---------- Extracted data

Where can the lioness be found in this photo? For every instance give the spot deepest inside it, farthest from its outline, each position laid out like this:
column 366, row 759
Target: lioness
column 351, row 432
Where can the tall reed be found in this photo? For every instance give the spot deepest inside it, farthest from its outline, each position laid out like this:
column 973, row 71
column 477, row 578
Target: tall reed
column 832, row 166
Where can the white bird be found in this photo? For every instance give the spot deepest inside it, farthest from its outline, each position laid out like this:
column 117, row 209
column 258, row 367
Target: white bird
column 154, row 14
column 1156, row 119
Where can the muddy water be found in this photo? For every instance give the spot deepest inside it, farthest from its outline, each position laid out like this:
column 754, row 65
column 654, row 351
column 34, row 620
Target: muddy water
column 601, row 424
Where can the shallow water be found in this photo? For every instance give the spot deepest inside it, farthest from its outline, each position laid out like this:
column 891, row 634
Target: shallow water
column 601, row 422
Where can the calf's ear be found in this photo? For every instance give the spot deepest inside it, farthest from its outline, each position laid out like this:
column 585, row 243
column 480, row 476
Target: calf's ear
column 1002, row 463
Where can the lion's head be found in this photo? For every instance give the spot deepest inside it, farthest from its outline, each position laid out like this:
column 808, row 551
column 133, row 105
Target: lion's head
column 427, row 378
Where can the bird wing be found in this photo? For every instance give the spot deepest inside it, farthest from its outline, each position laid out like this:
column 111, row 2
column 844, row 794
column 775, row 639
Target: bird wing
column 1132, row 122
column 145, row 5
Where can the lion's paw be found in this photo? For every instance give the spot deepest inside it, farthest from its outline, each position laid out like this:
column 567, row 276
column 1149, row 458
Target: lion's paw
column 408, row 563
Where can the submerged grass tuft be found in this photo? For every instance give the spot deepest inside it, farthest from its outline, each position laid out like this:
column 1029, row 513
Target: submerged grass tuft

--------------------

Problem requirements: Report back each line of the entries that holds the string "tuft".

Task output:
Where can the submerged grass tuft be found in this photo? For every instance give the spot deepest inside it, farthest from its outline, each position laid out like this:
Target: submerged grass tuft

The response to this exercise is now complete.